■ **Task prompt**
Restate word for word every line from the one containing "If you could tag the ornamental" to the last line of the records below.

■ **Record excerpts**
>>>

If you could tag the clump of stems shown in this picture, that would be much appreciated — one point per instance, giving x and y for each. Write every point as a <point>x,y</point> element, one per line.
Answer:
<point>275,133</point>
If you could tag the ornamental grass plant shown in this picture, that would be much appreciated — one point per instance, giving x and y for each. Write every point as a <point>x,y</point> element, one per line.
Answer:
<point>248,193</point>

<<<

■ **Task response**
If you could tag the ornamental grass plant shown in this picture, that would be much appreciated — one point per instance, giving x and y for each. Write every point as a <point>x,y</point> element, one per line.
Answer:
<point>248,193</point>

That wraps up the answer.